- Work to be completed -
Copy the records below line for line, changing nothing.

.....

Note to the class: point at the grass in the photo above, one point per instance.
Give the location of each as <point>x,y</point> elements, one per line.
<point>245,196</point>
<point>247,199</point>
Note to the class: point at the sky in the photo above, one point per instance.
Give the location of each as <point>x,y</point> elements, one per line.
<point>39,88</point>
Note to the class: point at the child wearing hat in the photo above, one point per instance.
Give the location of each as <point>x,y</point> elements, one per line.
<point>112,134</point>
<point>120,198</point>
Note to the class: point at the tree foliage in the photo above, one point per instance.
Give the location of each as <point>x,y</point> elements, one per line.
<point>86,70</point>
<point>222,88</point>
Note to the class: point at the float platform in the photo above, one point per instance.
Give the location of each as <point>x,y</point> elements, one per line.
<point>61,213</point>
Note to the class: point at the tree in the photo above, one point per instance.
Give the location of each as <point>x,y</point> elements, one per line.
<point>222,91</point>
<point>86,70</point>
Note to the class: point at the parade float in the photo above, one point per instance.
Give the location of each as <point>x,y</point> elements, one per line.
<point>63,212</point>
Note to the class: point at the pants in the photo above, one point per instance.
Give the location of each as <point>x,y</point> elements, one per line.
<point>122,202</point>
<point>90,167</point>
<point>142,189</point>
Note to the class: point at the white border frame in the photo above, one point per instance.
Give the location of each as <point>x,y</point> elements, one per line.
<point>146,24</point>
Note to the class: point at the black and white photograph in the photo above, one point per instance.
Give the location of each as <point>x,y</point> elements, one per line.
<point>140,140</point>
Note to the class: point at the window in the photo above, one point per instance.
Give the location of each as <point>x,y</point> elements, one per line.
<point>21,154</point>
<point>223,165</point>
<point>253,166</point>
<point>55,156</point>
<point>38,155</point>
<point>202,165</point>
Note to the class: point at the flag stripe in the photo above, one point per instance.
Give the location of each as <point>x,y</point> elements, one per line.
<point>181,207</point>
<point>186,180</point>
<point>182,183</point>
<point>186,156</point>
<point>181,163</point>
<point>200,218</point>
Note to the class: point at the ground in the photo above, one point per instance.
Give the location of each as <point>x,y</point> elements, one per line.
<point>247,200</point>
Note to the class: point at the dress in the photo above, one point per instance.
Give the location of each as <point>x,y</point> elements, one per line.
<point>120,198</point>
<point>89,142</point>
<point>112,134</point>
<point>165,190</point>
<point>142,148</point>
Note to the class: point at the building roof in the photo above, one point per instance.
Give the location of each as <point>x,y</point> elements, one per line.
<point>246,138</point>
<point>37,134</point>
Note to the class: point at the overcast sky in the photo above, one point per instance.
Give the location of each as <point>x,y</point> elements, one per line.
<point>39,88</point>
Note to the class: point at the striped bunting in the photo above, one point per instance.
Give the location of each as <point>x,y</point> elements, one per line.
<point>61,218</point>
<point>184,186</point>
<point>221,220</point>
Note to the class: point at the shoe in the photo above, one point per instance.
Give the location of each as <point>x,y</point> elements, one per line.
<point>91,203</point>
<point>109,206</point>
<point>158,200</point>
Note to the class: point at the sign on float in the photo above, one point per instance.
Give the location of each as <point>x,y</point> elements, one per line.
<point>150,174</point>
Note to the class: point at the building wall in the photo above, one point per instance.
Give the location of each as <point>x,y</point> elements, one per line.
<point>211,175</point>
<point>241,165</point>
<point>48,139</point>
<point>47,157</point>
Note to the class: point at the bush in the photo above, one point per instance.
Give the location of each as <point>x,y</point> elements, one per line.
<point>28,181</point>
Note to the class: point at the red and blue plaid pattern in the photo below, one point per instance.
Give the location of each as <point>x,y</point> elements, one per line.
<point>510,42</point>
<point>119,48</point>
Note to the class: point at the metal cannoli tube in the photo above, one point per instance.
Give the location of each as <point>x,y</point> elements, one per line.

.....

- Solution below -
Note to the class: point at the grass in the photo above, one point per instance.
Give the location of each as <point>x,y</point> elements, one per line.
<point>245,196</point>
<point>247,199</point>
Note to the class: point at the sky in the photo above, one point per instance.
Give the location of each as <point>x,y</point> elements, one per line.
<point>39,88</point>
Note to the class: point at the child wearing hat in the photo above, one point per instance.
Give the location of each as <point>x,y</point> elements, one per line.
<point>112,134</point>
<point>120,198</point>
Note to the class: point at the tree foliage in the photo above, one point per instance.
Give the location of each as <point>x,y</point> elements, one per line.
<point>86,70</point>
<point>222,88</point>
Note to the class: point at the float platform in the photo above, one point per instance.
Give the location of each as <point>x,y</point> elements, one per line.
<point>61,213</point>
Note to the class: point at the tree in the photo above, one point per instance.
Give the location of each as <point>x,y</point> elements, one per line.
<point>222,91</point>
<point>86,70</point>
Note to the class: point at the parade float in the photo above, one point per instance.
Give the location of each as <point>x,y</point> elements, one per line.
<point>63,212</point>
Note to the class: point at the pants in the photo above, one point per instance.
Give the location of each as <point>x,y</point> elements, one per line.
<point>122,202</point>
<point>90,167</point>
<point>142,189</point>
Note to the class: point at the white border frame in the photo above, one point per instance.
Give the location of each as <point>x,y</point> elements, one per line.
<point>146,24</point>
Note to the class: point at the black and white photograph in the photo above, one point per instance.
Give the location of each as <point>x,y</point> elements, one per line.
<point>140,140</point>
Note to the class: point at the window in the photo above, one point per instance.
Give the location of each as <point>x,y</point> elements, one per line.
<point>21,154</point>
<point>223,165</point>
<point>253,166</point>
<point>55,156</point>
<point>38,155</point>
<point>202,165</point>
Note to the class: point at the flag stripe in the photo above, one point per instance.
Give the location of each as <point>x,y</point> elements, one per line.
<point>181,207</point>
<point>186,180</point>
<point>182,183</point>
<point>186,156</point>
<point>181,163</point>
<point>200,218</point>
Note to the class: point at the ground in the photo above, one point per instance.
Give the location of each as <point>x,y</point> elements, one per line.
<point>247,200</point>
Note to the class: point at the dress in the photo above, one point per instance.
Give the location of each as <point>x,y</point> elements, one per line.
<point>120,198</point>
<point>89,142</point>
<point>112,134</point>
<point>165,190</point>
<point>142,148</point>
Note to the class: point at the building roof in the photo above, one point per instance.
Give the location of each as <point>x,y</point> elements, one per line.
<point>246,138</point>
<point>37,134</point>
Note to the class: point at the overcast sky in the photo above, one point per instance.
Give the location of each as <point>x,y</point> elements, one per line.
<point>39,88</point>
Note to the class: point at the striped bunting in the photo above, one point per instance.
Give the location of each as <point>x,y</point> elements, one per line.
<point>61,218</point>
<point>184,186</point>
<point>221,220</point>
Note to the class: point at the shoe in the photo above, one point per instance.
Give the location of each as <point>x,y</point> elements, one per line.
<point>91,203</point>
<point>109,206</point>
<point>158,200</point>
Note to the class: point at the sign on float in the photo above, one point per instance.
Give the location of each as <point>x,y</point> elements, one per line.
<point>150,174</point>
Note to the class: point at the building wall in the photo above, one point per instance.
Give the location of each as <point>x,y</point> elements, one per line.
<point>211,175</point>
<point>241,165</point>
<point>48,139</point>
<point>47,157</point>
Note to the class: point at the bush in the photo above, one point per instance.
Give the location of each as <point>x,y</point> elements, one per line.
<point>28,181</point>
Note to the class: point at the red and blue plaid pattern in the photo below, one point per instance.
Give the location of each as <point>x,y</point> elements, one per line.
<point>510,42</point>
<point>119,48</point>
Note to the class: point at the metal cannoli tube in the photo above, one point per instance.
Give the location of each as <point>x,y</point> elements, one per line.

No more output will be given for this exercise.